FAÇA O SEGUINTE:
[a] Com base no texto sobre a disputa entre Lula e Bolsonaro, responda:
(i) Como Lula e Bolsonaro se colocam?
(ii) Em que situação a rota entre embarcações é de colisão?
(iii) A que partido o deputado Jair Bolsonaro aparece vinculado?
[b] Dê seguimento, por favor, ao texto sobre a disputa entre Lula e Bolsonaro a partir do ponto em que ele termina.

A ojeriza aos políticos está no ar em todas as camadas sociais e regiões do país. Lula e Bolsonaro se colocam como “salvadores da pátria”
Quando a marcação é constante e a distância entre as embarcações diminui, a rota é de colisão. É o que está acontecendo na política nacional. Olha-se para um lado e o ex-presidente Luiz Inácio Lula da Silva (PT) continua no mesmo rumo; mira-se para o outro e lá está o deputado Jair Bolsonaro (PSL-RJ) com a mesma proa. Enquanto isso, a distância entre eles, ou seja, em relação às eleições para a Presidência, diminui. Outras candidaturas podem congestionar o tráfego, digamos, as de Marina Silva (Rede), Geraldo Alckmin (PSDB), Ciro Gomes (PDT), Álvaro Dias (Podemos), talvez a do presidente Michel Temer (PMDB), que insinua seu projeto de reeleição, mas o que nos interessa é a tal rota de colisão.

DADOS FORNECIDOS:
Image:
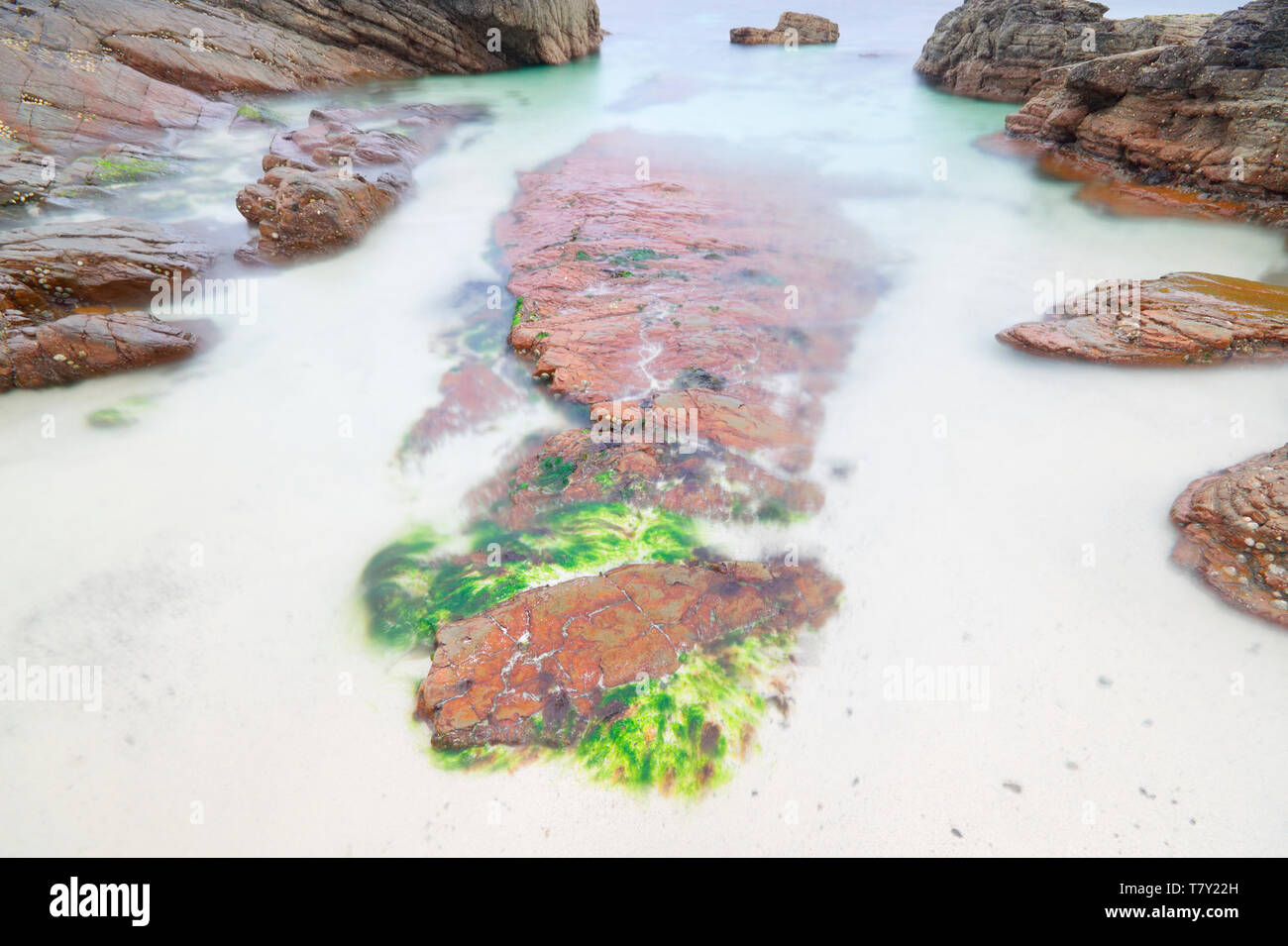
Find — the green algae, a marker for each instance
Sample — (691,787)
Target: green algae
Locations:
(415,585)
(115,168)
(695,376)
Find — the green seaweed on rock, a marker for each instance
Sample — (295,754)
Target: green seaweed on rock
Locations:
(684,734)
(415,585)
(681,734)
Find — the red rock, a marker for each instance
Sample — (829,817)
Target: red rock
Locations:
(804,29)
(554,652)
(631,288)
(326,184)
(1234,533)
(93,77)
(1183,318)
(1194,129)
(58,283)
(473,394)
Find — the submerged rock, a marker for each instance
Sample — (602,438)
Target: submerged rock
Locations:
(67,293)
(1180,124)
(793,27)
(1183,318)
(720,308)
(1234,533)
(999,50)
(329,183)
(536,670)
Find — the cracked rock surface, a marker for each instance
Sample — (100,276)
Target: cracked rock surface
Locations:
(327,184)
(1184,124)
(1183,318)
(67,293)
(1234,533)
(553,653)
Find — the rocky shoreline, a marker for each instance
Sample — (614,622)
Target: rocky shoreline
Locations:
(1159,116)
(104,93)
(1189,125)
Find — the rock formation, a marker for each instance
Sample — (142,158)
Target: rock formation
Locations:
(1234,533)
(1183,318)
(999,50)
(799,27)
(117,80)
(690,295)
(326,184)
(1206,119)
(67,293)
(536,670)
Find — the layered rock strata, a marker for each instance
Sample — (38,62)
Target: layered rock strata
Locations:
(1183,318)
(69,296)
(999,50)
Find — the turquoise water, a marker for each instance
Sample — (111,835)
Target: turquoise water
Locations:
(206,556)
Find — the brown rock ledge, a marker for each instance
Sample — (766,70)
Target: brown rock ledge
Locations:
(809,30)
(552,654)
(999,50)
(326,184)
(1185,125)
(1183,318)
(1234,533)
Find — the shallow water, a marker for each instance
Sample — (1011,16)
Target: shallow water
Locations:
(986,510)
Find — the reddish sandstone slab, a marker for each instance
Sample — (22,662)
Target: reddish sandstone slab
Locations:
(327,184)
(745,284)
(1234,533)
(535,668)
(1196,129)
(58,283)
(1183,318)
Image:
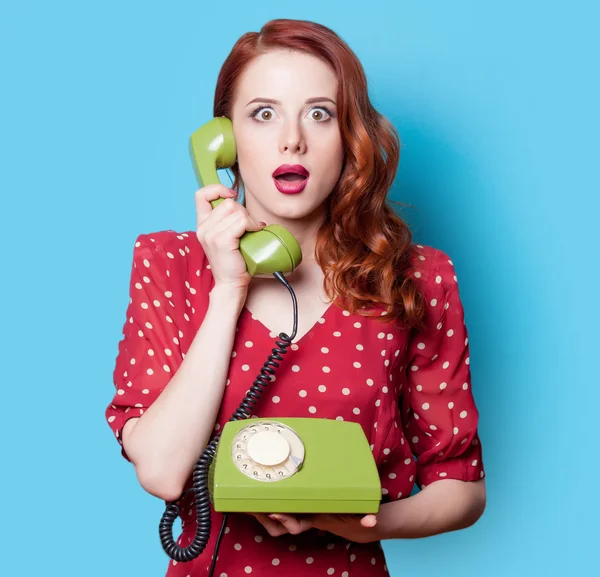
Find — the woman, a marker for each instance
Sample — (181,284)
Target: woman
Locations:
(381,337)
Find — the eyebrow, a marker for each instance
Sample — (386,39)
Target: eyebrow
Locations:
(308,101)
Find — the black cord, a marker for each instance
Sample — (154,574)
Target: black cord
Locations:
(200,473)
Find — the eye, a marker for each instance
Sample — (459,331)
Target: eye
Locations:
(320,114)
(263,113)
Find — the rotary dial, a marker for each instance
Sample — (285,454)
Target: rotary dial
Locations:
(267,451)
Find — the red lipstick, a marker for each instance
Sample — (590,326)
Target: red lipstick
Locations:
(290,178)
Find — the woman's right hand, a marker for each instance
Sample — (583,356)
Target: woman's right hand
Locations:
(219,231)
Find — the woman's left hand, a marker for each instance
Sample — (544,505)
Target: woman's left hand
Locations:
(351,527)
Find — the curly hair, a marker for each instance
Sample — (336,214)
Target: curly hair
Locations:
(363,247)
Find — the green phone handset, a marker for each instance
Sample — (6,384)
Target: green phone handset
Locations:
(282,465)
(272,249)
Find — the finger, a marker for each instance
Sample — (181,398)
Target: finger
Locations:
(273,527)
(230,228)
(205,195)
(294,525)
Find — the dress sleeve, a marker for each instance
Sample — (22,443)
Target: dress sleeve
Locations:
(439,415)
(149,351)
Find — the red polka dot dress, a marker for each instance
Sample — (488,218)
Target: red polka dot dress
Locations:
(410,391)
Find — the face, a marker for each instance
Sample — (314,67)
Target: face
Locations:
(284,113)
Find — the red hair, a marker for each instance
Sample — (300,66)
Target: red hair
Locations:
(363,247)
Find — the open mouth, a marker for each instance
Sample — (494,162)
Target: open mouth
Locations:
(291,177)
(290,182)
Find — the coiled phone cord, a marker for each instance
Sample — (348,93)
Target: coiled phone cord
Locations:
(201,469)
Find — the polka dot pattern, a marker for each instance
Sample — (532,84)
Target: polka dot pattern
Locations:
(411,393)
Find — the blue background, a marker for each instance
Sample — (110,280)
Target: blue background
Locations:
(496,105)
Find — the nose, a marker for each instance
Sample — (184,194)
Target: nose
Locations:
(292,139)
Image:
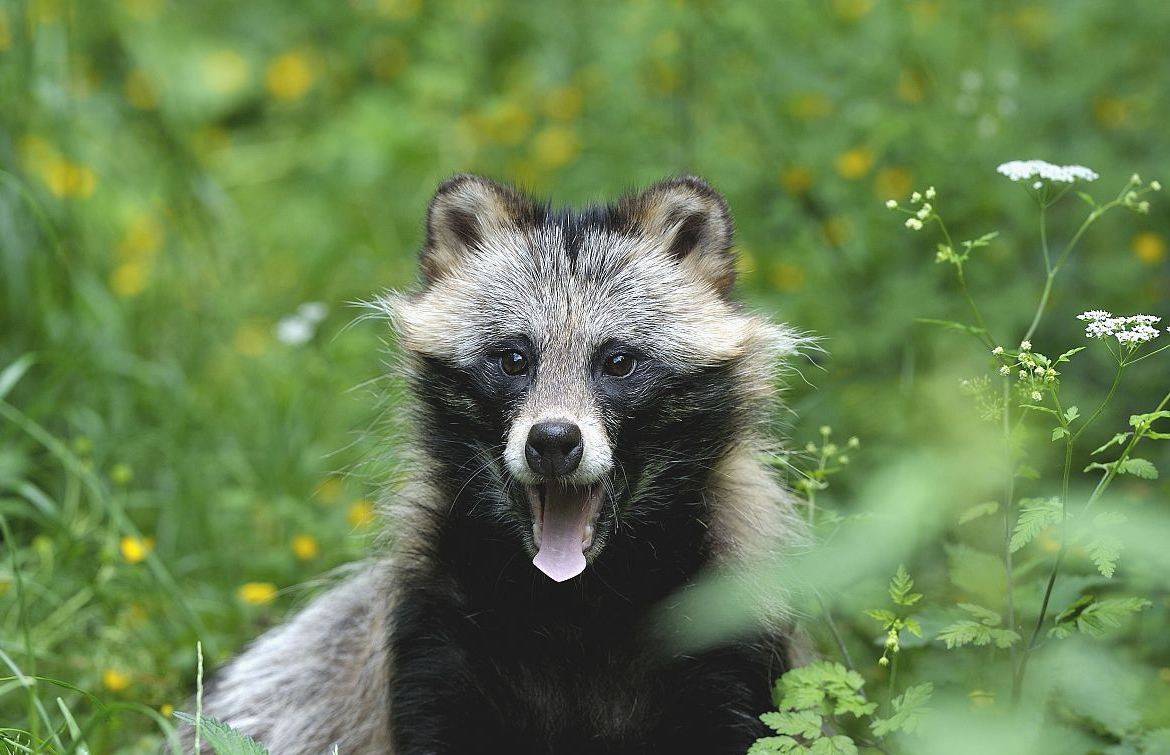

RESPOSTAS POR TAREFA:
[a]
(i) Como "salvadores da pátria".
(ii) Quando a marcação é constante e a distância entre as embarcações diminui.
(iii) Ao PSL.

[b]
Explico: as candidaturas de Lula e Bolsonaro se retroalimentam. Um cresce na sombra do outro. A rigor, o Tribunal Regional Federal da 4ª Região, com a decisão de ontem, ao rejeitar o embargo de declaração da defesa de Lula, concluiu a última etapa de seu julgamento. Lula é inelegível, segundo a Lei da Ficha Limpa. Foi condenado em segunda instância a 12 anos e 1 mês de prisão em regime fechado, com execução imediata da pena. Mas o Supremo Tribunal Federal (STF) concedeu-lhe um salvo conduto, porque interrompeu o julgamento do seu pedido de habeas corpus preventivo. O Supremo somente concluirá o julgamento em 4 de abril. Até lá, Lula não pode ser preso, mesmo que o juiz federal Sérgio Moro, da 13ª Vara Federal de Curitiba, determine a execução imediata da pena.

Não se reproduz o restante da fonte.